» WORK INSTRUCTIONS
Reproduce exactly the lines from the line containing "[point] every instance of the stack" through the end of the records below, including both ends, and nothing else.

*** DATA SUPPLIED ***

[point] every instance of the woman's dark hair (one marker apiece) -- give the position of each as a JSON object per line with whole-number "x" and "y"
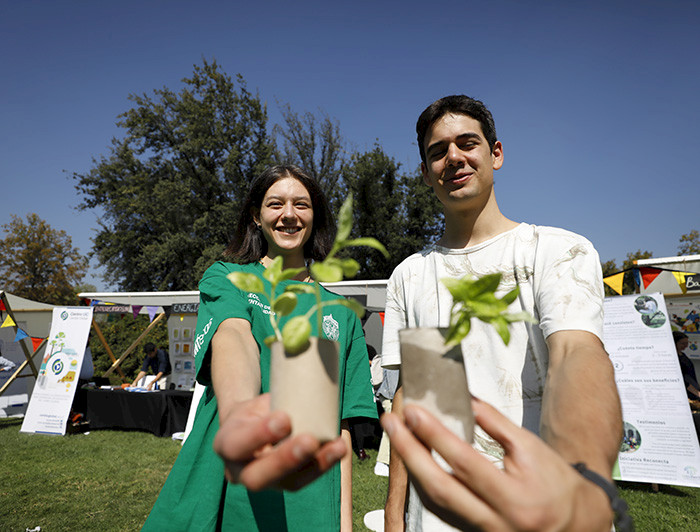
{"x": 678, "y": 336}
{"x": 248, "y": 243}
{"x": 457, "y": 104}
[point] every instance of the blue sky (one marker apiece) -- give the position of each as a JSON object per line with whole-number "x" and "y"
{"x": 596, "y": 103}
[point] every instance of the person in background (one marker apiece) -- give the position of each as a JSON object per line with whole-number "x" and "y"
{"x": 690, "y": 378}
{"x": 158, "y": 361}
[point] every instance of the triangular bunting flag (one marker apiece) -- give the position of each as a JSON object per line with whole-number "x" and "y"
{"x": 648, "y": 275}
{"x": 615, "y": 282}
{"x": 680, "y": 277}
{"x": 637, "y": 278}
{"x": 36, "y": 342}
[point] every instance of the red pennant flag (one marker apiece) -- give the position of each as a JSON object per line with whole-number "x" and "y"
{"x": 36, "y": 342}
{"x": 648, "y": 275}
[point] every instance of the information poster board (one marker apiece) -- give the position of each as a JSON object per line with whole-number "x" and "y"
{"x": 49, "y": 405}
{"x": 660, "y": 444}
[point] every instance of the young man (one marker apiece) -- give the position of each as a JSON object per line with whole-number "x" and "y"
{"x": 554, "y": 378}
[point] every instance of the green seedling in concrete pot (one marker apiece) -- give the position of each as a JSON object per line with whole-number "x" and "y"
{"x": 304, "y": 369}
{"x": 433, "y": 372}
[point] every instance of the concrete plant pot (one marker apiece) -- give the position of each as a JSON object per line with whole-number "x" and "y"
{"x": 434, "y": 377}
{"x": 305, "y": 386}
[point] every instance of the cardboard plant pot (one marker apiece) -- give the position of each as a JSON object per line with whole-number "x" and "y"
{"x": 433, "y": 376}
{"x": 305, "y": 386}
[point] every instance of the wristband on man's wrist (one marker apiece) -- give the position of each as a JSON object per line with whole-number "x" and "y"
{"x": 622, "y": 520}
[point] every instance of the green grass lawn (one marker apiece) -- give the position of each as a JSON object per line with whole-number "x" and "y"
{"x": 109, "y": 480}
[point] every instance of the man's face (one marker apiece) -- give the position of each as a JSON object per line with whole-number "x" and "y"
{"x": 459, "y": 164}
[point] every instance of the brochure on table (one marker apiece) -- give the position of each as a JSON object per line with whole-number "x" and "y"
{"x": 660, "y": 444}
{"x": 52, "y": 397}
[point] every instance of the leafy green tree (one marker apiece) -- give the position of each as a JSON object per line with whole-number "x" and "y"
{"x": 314, "y": 144}
{"x": 398, "y": 210}
{"x": 39, "y": 262}
{"x": 170, "y": 189}
{"x": 689, "y": 244}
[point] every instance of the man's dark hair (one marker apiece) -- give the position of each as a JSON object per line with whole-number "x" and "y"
{"x": 459, "y": 105}
{"x": 248, "y": 243}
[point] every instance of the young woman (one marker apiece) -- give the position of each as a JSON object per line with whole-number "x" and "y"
{"x": 284, "y": 214}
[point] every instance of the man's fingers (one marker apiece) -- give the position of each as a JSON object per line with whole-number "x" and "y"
{"x": 439, "y": 490}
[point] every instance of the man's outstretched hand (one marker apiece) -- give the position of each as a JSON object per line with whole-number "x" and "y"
{"x": 536, "y": 490}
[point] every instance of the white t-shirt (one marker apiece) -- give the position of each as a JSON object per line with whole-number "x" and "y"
{"x": 560, "y": 282}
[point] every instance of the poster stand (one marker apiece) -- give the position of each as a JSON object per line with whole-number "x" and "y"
{"x": 115, "y": 365}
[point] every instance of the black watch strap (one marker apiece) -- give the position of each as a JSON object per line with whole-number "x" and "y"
{"x": 623, "y": 521}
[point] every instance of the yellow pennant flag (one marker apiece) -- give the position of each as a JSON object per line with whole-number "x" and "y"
{"x": 615, "y": 282}
{"x": 680, "y": 277}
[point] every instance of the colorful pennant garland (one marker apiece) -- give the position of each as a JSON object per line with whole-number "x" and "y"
{"x": 615, "y": 282}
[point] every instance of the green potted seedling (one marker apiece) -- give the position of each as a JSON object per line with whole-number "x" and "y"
{"x": 432, "y": 369}
{"x": 304, "y": 368}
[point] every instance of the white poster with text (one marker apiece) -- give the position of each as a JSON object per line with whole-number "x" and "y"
{"x": 49, "y": 405}
{"x": 660, "y": 444}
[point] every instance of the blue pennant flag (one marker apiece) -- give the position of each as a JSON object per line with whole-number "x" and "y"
{"x": 20, "y": 334}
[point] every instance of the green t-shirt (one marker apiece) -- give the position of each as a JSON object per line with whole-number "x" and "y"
{"x": 196, "y": 495}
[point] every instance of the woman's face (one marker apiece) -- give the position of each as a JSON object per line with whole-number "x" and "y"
{"x": 286, "y": 217}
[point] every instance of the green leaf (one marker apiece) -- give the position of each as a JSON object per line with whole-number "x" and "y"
{"x": 327, "y": 272}
{"x": 284, "y": 304}
{"x": 344, "y": 220}
{"x": 246, "y": 282}
{"x": 369, "y": 242}
{"x": 352, "y": 304}
{"x": 295, "y": 335}
{"x": 270, "y": 340}
{"x": 350, "y": 267}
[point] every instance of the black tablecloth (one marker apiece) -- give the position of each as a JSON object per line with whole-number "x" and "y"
{"x": 162, "y": 412}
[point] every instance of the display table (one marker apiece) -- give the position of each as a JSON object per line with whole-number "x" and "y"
{"x": 162, "y": 413}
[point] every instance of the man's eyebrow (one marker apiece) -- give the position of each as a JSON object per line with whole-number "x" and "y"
{"x": 469, "y": 135}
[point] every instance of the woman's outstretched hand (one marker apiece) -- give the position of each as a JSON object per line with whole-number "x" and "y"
{"x": 257, "y": 452}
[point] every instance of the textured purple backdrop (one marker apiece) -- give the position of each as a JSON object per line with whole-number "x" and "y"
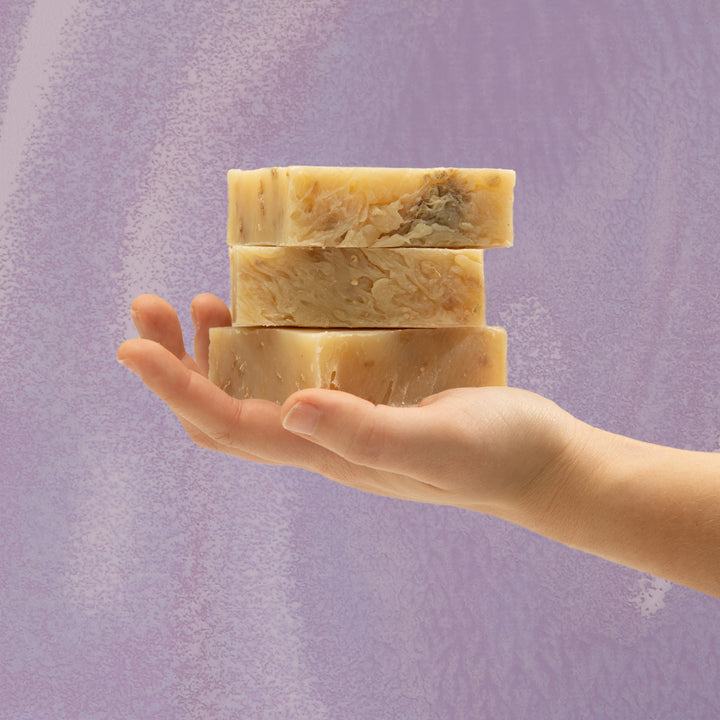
{"x": 142, "y": 577}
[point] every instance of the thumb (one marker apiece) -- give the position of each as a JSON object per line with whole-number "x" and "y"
{"x": 396, "y": 439}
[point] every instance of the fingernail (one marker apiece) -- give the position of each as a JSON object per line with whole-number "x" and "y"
{"x": 302, "y": 418}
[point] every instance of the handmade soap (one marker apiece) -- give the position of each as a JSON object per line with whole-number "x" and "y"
{"x": 371, "y": 207}
{"x": 356, "y": 287}
{"x": 394, "y": 367}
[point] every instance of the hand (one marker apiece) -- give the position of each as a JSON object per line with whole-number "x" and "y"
{"x": 486, "y": 449}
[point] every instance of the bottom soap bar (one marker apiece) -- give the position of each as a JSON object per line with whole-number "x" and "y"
{"x": 391, "y": 367}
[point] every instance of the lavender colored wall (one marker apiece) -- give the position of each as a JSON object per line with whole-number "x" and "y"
{"x": 143, "y": 577}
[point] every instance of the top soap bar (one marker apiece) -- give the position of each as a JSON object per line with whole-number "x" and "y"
{"x": 371, "y": 207}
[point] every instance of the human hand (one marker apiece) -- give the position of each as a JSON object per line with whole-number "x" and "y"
{"x": 490, "y": 449}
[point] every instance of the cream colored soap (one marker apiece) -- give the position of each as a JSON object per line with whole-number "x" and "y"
{"x": 393, "y": 367}
{"x": 356, "y": 287}
{"x": 371, "y": 207}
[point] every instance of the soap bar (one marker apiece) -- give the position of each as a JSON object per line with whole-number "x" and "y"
{"x": 371, "y": 207}
{"x": 393, "y": 367}
{"x": 356, "y": 287}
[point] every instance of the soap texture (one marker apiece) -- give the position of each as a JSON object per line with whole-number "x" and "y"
{"x": 356, "y": 287}
{"x": 371, "y": 207}
{"x": 393, "y": 367}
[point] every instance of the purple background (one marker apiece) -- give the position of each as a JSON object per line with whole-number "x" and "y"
{"x": 142, "y": 577}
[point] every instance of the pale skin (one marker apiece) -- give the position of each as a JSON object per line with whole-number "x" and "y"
{"x": 501, "y": 451}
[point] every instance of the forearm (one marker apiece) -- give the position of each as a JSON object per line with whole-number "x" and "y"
{"x": 649, "y": 507}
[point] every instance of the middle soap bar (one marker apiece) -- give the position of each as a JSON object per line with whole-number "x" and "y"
{"x": 356, "y": 287}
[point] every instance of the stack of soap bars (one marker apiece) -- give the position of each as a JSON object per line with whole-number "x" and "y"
{"x": 367, "y": 280}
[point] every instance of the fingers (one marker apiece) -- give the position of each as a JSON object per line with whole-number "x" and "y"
{"x": 250, "y": 429}
{"x": 155, "y": 319}
{"x": 207, "y": 311}
{"x": 395, "y": 439}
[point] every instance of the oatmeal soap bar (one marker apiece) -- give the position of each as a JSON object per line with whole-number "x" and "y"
{"x": 371, "y": 207}
{"x": 392, "y": 367}
{"x": 356, "y": 287}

*** End of DATA SUPPLIED ***

» ANSWER AREA
[point] every instance of the stack of soap bars (one marker apiece) -- give the position of each as a JSON object per line with whole-number "x" and "y"
{"x": 367, "y": 280}
[point] every instance of the fingers (one marker apiece) -- give the position of each as a JSON object per line with whole-number "x" and "y"
{"x": 250, "y": 429}
{"x": 155, "y": 319}
{"x": 207, "y": 311}
{"x": 395, "y": 439}
[point] every instance of the oatmeal soap bar (one marker apiece) -- give the position of each as a JSON object per line with whole-number "x" and "y"
{"x": 371, "y": 207}
{"x": 392, "y": 367}
{"x": 356, "y": 287}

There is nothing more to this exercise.